WHAT IS NEEDED: Render the lines of the records as a numbered list, from the line containing "[point] white dress" through the final line of the records, both included, and omit any blank lines.
++++++++++
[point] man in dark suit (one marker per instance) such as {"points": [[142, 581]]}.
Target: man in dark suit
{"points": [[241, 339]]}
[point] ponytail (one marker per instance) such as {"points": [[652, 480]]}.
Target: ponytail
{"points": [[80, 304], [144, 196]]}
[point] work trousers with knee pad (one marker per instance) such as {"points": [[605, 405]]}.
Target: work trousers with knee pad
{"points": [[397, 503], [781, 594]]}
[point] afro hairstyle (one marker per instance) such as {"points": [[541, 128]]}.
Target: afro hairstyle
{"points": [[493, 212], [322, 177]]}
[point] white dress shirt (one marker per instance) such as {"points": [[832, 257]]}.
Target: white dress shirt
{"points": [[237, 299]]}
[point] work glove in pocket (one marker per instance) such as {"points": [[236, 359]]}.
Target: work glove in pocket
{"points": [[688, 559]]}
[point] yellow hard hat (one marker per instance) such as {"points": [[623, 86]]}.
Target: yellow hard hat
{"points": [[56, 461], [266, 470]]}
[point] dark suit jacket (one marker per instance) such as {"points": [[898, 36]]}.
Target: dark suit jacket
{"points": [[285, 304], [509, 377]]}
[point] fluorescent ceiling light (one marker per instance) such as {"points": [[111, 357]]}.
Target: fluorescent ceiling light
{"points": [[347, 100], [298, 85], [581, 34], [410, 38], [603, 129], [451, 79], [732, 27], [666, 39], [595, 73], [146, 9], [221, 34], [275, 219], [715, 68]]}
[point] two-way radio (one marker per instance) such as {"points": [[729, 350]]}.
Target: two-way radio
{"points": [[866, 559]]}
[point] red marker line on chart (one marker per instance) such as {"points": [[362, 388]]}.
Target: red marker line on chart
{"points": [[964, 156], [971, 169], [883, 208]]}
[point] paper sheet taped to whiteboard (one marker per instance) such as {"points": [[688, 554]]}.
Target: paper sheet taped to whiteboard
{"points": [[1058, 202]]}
++++++++++
WRITTEN RESPONSE:
1. [point] white dress shirt (one marker per instance) such as {"points": [[832, 257]]}.
2. Target: white dress shirt
3. {"points": [[237, 299]]}
4. [point] work glove in pocket (one marker per instance) such as {"points": [[236, 359]]}.
5. Target: work glove in pocket
6. {"points": [[688, 559]]}
7. [point] yellow hard hat (one marker per instance) such as {"points": [[623, 86]]}.
8. Target: yellow hard hat
9. {"points": [[56, 461], [266, 470]]}
10. [point] dark suit jacket (one marker per instance) such as {"points": [[898, 36]]}.
11. Target: dark suit jacket
12. {"points": [[285, 304], [509, 377]]}
13. [point] fluorescent ceiling light (one marker per instance) such as {"points": [[111, 357]]}.
14. Target: fluorescent ceiling light
15. {"points": [[347, 100], [298, 85], [581, 34], [410, 38], [603, 129], [451, 79], [732, 27], [666, 39], [595, 73], [146, 9], [221, 34], [275, 219], [715, 68]]}
16. [point] two-way radio (one marker per instance) such as {"points": [[729, 350]]}.
17. Target: two-way radio
18. {"points": [[866, 559]]}
19. [point] red marker line on chart (one marker per instance) such as {"points": [[362, 388]]}.
20. Target: red marker line on chart
21. {"points": [[964, 156], [971, 169], [883, 208]]}
22. [point] paper sheet taped to whiteboard (one marker per instance) such as {"points": [[688, 554]]}.
23. Target: paper sheet taped to whiteboard
24. {"points": [[1058, 202]]}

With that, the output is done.